Exclude all pictures, then copy each of the records exactly as written.

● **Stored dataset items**
%%
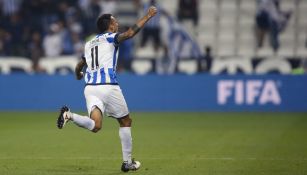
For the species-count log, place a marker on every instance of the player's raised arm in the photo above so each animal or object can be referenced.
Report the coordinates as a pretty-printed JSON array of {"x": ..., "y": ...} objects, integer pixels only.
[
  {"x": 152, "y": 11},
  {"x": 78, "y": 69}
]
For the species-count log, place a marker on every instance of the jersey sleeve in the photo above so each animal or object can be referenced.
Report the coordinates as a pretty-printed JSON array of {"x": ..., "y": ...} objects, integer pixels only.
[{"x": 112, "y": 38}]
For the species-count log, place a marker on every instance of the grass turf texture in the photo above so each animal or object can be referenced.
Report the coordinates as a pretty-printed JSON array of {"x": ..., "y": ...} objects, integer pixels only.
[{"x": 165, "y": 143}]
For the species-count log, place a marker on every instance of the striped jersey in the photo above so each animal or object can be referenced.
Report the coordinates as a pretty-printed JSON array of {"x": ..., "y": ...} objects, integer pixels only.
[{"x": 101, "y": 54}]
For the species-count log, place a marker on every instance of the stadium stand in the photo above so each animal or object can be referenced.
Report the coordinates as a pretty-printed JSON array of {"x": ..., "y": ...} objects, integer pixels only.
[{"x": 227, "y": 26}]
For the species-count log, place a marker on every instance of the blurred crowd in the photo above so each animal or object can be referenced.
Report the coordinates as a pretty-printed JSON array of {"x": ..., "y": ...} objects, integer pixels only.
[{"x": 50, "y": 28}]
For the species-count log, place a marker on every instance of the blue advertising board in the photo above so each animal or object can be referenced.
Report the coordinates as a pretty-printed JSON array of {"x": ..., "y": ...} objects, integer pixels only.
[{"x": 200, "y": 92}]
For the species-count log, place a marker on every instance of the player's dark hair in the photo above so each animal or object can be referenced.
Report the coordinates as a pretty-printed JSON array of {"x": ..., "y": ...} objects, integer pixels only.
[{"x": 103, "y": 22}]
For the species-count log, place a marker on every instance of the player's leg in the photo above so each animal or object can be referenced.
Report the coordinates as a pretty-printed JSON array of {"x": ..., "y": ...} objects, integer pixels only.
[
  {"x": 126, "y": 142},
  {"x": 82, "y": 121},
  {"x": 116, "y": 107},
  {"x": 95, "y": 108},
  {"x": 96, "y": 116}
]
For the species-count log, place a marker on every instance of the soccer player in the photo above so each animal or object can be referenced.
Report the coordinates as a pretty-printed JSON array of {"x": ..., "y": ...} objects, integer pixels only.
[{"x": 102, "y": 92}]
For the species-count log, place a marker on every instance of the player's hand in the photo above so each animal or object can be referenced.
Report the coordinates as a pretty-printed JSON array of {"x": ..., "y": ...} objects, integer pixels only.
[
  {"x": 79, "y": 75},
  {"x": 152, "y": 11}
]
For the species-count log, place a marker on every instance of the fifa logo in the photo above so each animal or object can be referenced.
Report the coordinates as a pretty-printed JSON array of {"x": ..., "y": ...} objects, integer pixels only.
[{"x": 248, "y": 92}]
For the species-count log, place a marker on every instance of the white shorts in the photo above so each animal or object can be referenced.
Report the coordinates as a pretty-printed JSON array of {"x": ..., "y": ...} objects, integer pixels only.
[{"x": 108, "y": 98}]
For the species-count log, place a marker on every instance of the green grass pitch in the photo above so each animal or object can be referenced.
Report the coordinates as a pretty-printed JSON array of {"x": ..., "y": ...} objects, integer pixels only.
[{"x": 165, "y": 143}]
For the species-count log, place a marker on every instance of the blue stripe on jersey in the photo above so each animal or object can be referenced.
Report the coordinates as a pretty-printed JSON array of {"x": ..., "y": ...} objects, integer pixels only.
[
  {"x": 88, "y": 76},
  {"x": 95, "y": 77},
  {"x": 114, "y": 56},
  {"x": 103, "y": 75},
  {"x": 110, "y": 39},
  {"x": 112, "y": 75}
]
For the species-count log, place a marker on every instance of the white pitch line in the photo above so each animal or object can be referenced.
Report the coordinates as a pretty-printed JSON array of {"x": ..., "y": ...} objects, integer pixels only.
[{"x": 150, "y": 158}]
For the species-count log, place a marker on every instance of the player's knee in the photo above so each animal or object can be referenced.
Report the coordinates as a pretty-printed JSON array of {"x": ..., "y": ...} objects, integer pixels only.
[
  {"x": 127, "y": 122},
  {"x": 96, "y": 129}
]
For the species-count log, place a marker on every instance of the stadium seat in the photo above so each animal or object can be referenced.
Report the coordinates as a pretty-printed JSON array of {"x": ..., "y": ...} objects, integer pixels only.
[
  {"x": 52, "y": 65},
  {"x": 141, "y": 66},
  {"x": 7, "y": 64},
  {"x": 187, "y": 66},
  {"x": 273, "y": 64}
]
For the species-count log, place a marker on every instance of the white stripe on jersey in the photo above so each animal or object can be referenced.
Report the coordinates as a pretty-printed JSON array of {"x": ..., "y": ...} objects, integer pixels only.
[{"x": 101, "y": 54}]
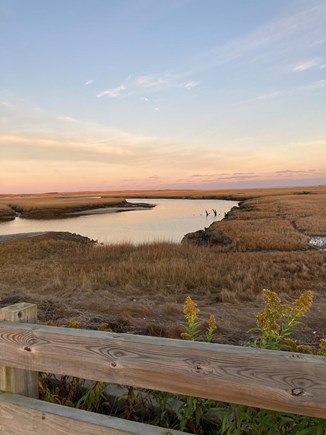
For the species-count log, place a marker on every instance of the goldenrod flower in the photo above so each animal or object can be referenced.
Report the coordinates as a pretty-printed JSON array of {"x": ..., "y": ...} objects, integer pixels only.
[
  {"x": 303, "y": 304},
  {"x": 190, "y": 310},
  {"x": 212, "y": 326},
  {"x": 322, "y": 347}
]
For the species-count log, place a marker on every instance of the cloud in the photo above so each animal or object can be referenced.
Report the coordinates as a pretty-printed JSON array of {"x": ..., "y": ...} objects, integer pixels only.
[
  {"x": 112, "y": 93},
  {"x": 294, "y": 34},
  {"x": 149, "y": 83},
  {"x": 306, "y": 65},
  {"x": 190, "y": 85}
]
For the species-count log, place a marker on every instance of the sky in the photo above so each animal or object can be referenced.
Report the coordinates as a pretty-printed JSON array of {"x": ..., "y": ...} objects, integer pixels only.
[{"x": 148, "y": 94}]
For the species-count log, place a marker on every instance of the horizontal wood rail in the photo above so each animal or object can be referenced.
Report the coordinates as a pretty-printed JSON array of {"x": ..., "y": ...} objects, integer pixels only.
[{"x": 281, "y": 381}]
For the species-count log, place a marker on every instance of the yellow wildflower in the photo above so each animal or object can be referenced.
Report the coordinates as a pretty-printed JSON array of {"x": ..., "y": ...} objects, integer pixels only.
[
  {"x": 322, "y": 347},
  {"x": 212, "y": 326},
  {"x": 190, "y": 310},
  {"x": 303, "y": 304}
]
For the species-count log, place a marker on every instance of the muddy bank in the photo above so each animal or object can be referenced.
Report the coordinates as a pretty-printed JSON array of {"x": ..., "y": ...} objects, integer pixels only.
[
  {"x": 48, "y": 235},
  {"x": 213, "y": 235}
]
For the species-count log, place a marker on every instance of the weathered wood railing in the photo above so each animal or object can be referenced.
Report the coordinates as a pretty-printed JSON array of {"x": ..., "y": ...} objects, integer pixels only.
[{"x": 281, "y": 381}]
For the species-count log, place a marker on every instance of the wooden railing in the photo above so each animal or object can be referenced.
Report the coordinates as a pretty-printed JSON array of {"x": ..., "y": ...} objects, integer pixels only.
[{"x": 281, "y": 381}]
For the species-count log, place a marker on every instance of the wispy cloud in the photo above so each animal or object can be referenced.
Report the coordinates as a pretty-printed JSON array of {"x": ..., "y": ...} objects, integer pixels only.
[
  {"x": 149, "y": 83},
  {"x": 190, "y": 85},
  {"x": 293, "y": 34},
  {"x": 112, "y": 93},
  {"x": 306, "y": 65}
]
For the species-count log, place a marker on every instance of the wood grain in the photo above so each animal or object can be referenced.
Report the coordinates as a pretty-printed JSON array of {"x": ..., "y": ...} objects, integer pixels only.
%%
● **Complete response**
For the species-count log, place a marker on every instance of the player's raised arm in the photo above so each animal or object can be referenced.
Report the coordinates as a pretty-printed JSON array of {"x": ..., "y": ...} objects, integer pixels only.
[
  {"x": 152, "y": 11},
  {"x": 78, "y": 69}
]
For the species-count log, place a marker on every instance of the jersey sleeve in the photo above so each animal or object can be referenced.
Report the coordinates as a pretty-printed JSON array of {"x": ..., "y": ...} objects, integer pixels only.
[{"x": 112, "y": 38}]
For the species-count log, place a marker on every instance of the grass turf texture in the photo above so each animal or object can be referenced.
Report the coordinates as a pretty-printed JSON array of {"x": ..., "y": ...} objects, integer pixels only.
[{"x": 165, "y": 143}]
For the species-count log, place a marker on every instance of the striped jersey in the photo above so each animal or object can be referenced.
Report the coordinates as a pretty-printed JSON array of {"x": ..., "y": ...} objects, integer pixels only.
[{"x": 101, "y": 54}]
For the species-count log, place a marker on every instance of the stadium stand in the photo above so each animal or object can be referenced.
Report the coordinates as a pretty-printed JSON array of {"x": ..., "y": ...} objects, integer pixels only.
[{"x": 227, "y": 26}]
For the species-count log, place a marker on every instance of the blurred crowd in the photo above so each animal or object can be referenced.
Report the coordinates as a pretty-printed JSON array of {"x": ..., "y": ...} objects, integer pixels only.
[{"x": 50, "y": 28}]
For the species-count log, place a marker on every instance of the blue advertising board in the photo above so each animal or object can be referenced.
Report the coordinates as a pretty-printed JSON array of {"x": ..., "y": ...} objects, integer pixels only.
[{"x": 200, "y": 92}]
For the species-count log, place a marker on every instance of the player's dark hair in the photo above so each animal or object can be referenced.
Report the coordinates as a pretty-printed JSON array of {"x": ..., "y": ...} objects, integer pixels only.
[{"x": 103, "y": 22}]
For the species-count log, place a marker on every instance of the player's leg in the photo above so each animal or object can be referenced.
Report the coordinates as a pretty-printed JSON array of {"x": ..., "y": ...} objects, integer pixels only.
[
  {"x": 126, "y": 142},
  {"x": 82, "y": 121},
  {"x": 116, "y": 107},
  {"x": 95, "y": 108},
  {"x": 96, "y": 116}
]
For the species-count log, place a marker on every instance of the soccer player in the photo above so each animal or object can be referenced.
Report the coordinates as a pretty-printed JSON array of {"x": ..., "y": ...} objects, integer pixels only.
[{"x": 102, "y": 92}]
For the species-count log, place a marker on every instance of the player's hand in the photo above so each animal or object can be referenced.
Report the coordinates as a pretty-printed JSON array of {"x": ..., "y": ...} objects, integer pixels only.
[
  {"x": 79, "y": 75},
  {"x": 152, "y": 11}
]
For the species-count log, place a marker on every instance of the fifa logo in the photo above so each animal or object can be referenced.
Report the coordinates as a pretty-printed JSON array of {"x": ..., "y": ...} objects, integer pixels only.
[{"x": 248, "y": 92}]
For the species-count log, place a marker on every instance of the white shorts in the photo above so each animal or object can be referenced.
Report the coordinates as a pretty-printed JSON array of {"x": ..., "y": ...} objects, integer pixels only.
[{"x": 108, "y": 98}]
For the species-count log, place a marker on every instance of the green grass pitch in the photo above so each animal or object can be referenced.
Report the coordinates as a pretty-printed JSON array of {"x": ..., "y": ...} objects, integer pixels only.
[{"x": 165, "y": 143}]
For the species-count log, place a marker on every instance of the blue stripe on jersey in the photo above so each animal or object can be referenced.
Report the coordinates as a pretty-printed JSON array of {"x": ..., "y": ...} objects, integer pixels only.
[
  {"x": 88, "y": 76},
  {"x": 95, "y": 77},
  {"x": 114, "y": 56},
  {"x": 103, "y": 75},
  {"x": 110, "y": 39},
  {"x": 112, "y": 75}
]
For the species-count log, place a marker on every instance of the white pitch line in the photo above so each animal or object can be referenced.
Report the coordinates as a pretty-printed JSON array of {"x": ..., "y": ...} objects, integer pixels only.
[{"x": 150, "y": 158}]
For the species-count log, place a marker on every instance of the player's knee in the photo above so each animal or object can be referenced.
Report the coordinates as a pretty-printed JSON array of {"x": ..., "y": ...} objects, integer pixels only.
[
  {"x": 127, "y": 122},
  {"x": 96, "y": 129}
]
For the species-count log, place a marker on every instance of the stadium seat in the photo above so each animal or object can be referenced.
Report the coordinates as a pretty-printed JSON array of {"x": ..., "y": ...} objects, integer pixels only.
[
  {"x": 52, "y": 65},
  {"x": 141, "y": 66},
  {"x": 7, "y": 64},
  {"x": 187, "y": 66},
  {"x": 273, "y": 64}
]
For the species-count log, place a marker on every instance of the white stripe on jersey in the photo above so each animal or object can be referenced.
Report the coordinates as a pretty-printed JSON array of {"x": ..., "y": ...} objects, integer pixels only.
[{"x": 101, "y": 54}]
For the species-count log, place a marker on every instance of the goldenrod flower in the photo above so each animal or object can be referenced.
Report the coordinates as a pretty-printed JSON array of {"x": ..., "y": ...} objects, integer pixels only.
[
  {"x": 303, "y": 304},
  {"x": 190, "y": 310},
  {"x": 212, "y": 326},
  {"x": 322, "y": 347}
]
For the species-count log, place a marker on every instance of the cloud in the photo above so each animal or object can be referenced.
Report the coordinates as a pretty-printed JSON array of {"x": ..., "y": ...} objects, integer pixels only.
[
  {"x": 112, "y": 93},
  {"x": 294, "y": 34},
  {"x": 149, "y": 83},
  {"x": 306, "y": 65},
  {"x": 190, "y": 85}
]
For the species-count log, place a marker on every instance of the sky in the photo above so each animal or object can be referenced.
Report the coordinates as a pretty-printed JSON array of {"x": ..., "y": ...} objects, integer pixels only.
[{"x": 148, "y": 94}]
For the species-count log, place a marker on every instance of the horizontal wood rail in the photo above so each animal or object can be referenced.
Report the coordinates as a pretty-printed JSON array of {"x": ..., "y": ...} objects, integer pixels only.
[{"x": 281, "y": 381}]
For the species-count log, place a marker on every instance of the yellow wildflower in the photo above so each animal or object can be referenced.
Report the coordinates as a pretty-printed JSON array of {"x": ..., "y": ...} objects, integer pixels only.
[
  {"x": 322, "y": 347},
  {"x": 212, "y": 326},
  {"x": 190, "y": 310},
  {"x": 303, "y": 304}
]
For the species-count log, place a marker on every instance of the muddy bank in the photo above so each animal or object can be referenced.
Report the coordinates as a pretty-printed JSON array of {"x": ..., "y": ...} objects, integer pixels only.
[
  {"x": 48, "y": 235},
  {"x": 213, "y": 235}
]
For the species-count log, place a marker on every instance of the weathered wood railing in the photo above so each animal or object can be referenced.
Report the coordinates as a pretty-printed JSON array of {"x": ..., "y": ...} objects, integer pixels only.
[{"x": 281, "y": 381}]
For the species-count log, place a marker on every instance of the wooden railing in the photo above so each animal or object can be referenced.
Report the coordinates as a pretty-printed JSON array of {"x": ..., "y": ...} objects, integer pixels only.
[{"x": 281, "y": 381}]
For the species-count log, place a marker on every instance of the wispy cloud in the photo above so each animal or object can be referenced.
Report the coordinates as a pretty-printed JSON array of {"x": ..., "y": ...} objects, integer pixels only.
[
  {"x": 149, "y": 83},
  {"x": 190, "y": 85},
  {"x": 293, "y": 34},
  {"x": 112, "y": 93},
  {"x": 306, "y": 65}
]
For the species-count log, place a marker on every instance of the wood grain in the photo above so each animal or object can be referenced.
Report the coordinates as a pretty-printed JSON array of {"x": ..., "y": ...} objects, integer pixels only.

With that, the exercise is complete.